● WORK TO COMPLETE
• 1. Name every benchmark whose CuPL results against the CLIP baseline appear in the foundation model notes.
• 2. According to the foundation model notes, which model does VisProg's Replace module use?
== DOCUMENT EXTRACT
Foundation Model

A foundation model is a large model pretrained on broad data at scale that can be adapted (zero-shot, few-shot, or finetuned) to many downstream tasks. GPT-4 has ~1.76T params; CLIP-ViT-L is 307M.

Why bundle these into one category?

Because the adaptation pattern is the same across modalities — pretrain once on the open web, then point the model at any task without retraining the backbone. Calling out the family makes it easy to compare what’s actually in the wild and where the gaps are (e.g. open-weight robotics foundation models lag closed VLMs by years).

Taxonomy (CS231n 2025 Lec 16)

Ranjay Krishna’s slide-111 grouping:

CategoryModels
LanguageELMo, BERT, [[notes/GPT
ClassificationCLIP, CoCa
LM + VisionLLaVA, Flamingo, GPT-4V, Gemini, Molmo
And More!Segment Anything, Whisper, DALL-E, Stable Diffusion, Imagen
ChainingLMs + CLIP (CuPL), Visual Programming (VisProg)

The chaining column is the interesting one: instead of training a bigger end-to-end model, route an LLM around existing foundation models.

CuPL — “What does a platypus look like?”

Pratt et al. 2023. Rare classes (marimba, viaduct, papillon, lorikeet) underperform with bare class names. Pipeline:

  1. GPT-3 prompted “What does a {class} look like?” → “A lorikeet is a small to medium-sized parrot with brightly colored plumage.”
  2. Feed the description to CLIP for zero-shot classification.

Results vs CLIP baseline: ImageNet 75.54→76.19 (+0.65), DTD 55.20→58.90 (+3.70), SUN397 +3.43, FGVC Aircraft +3.81. Also collapses the prompt set from ~80 hand-written templates to ~3.

VisProg — Visual Programming (Gupta et al. 2023)

GPT writes a Python script that calls existing vision models from in-context examples. Each module is a real model:

  • Image understanding: Loc (OWL-ViT), FaceDet (DSFD), Seg (MaskFormer), Select / Classify (CLIP-ViT), Vqa (ViLT)
  • Image manipulation: Replace (Stable Diffusion), ColorPop, BgBlur, Tag, Emoji, Crop variants
  • Knowledge / arithmetic: List (GPT-3), Eval, Count, Result

Example program:

OBJ0=Facedet(image=IMAGE)
LIST0=List(query='main characters on TV show Big Bang Theory', max=7)
OBJ1=Classify(image=IMAGE, object=OBJ0, categories=LIST0)
IMAGE0=Tag(image=IMAGE, object=OBJ1)

Solves NLVR (compare two images), open-ended VQA, and image edits without training a new model.

Foundation Model in Robotics

What about latency?

This guy’s viewpoint is not wrong https://twitter.com/ChombaBupe/status/1626250221452754950 if you apply it to self-driving cars for example. It will need much lower latency to get things working.

Source

CS231n 2025 Lec 16 slides ~111, 132–145 (foundation-model taxonomy, CuPL, VisProg).
====
== DATA FOR REVIEW
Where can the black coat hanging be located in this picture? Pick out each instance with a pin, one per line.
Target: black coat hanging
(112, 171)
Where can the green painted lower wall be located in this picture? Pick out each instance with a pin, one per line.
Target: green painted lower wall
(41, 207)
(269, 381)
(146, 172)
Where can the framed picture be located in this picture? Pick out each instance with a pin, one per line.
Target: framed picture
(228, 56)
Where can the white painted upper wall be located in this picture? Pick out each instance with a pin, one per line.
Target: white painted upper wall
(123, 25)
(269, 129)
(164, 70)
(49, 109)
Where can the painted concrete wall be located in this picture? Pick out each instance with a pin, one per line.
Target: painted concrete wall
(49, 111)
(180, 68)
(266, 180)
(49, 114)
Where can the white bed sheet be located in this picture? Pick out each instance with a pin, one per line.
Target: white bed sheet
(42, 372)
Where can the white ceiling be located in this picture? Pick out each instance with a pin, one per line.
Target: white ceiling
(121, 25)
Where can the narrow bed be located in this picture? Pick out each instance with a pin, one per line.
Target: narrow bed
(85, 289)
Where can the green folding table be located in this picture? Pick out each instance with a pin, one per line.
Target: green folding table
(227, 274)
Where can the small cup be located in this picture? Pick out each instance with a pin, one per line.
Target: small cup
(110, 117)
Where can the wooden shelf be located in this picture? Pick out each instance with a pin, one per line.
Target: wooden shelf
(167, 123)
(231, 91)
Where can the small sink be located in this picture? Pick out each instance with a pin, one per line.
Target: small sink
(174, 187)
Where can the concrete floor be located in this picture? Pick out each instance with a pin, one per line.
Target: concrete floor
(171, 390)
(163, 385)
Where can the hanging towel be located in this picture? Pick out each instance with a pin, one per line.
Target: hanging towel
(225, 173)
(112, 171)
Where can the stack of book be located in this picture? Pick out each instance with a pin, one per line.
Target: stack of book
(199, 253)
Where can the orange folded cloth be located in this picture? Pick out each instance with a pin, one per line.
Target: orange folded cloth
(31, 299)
====
● RESPONSES
• 1. ImageNet, DTD, SUN397, FGVC Aircraft

• 2. Stable Diffusion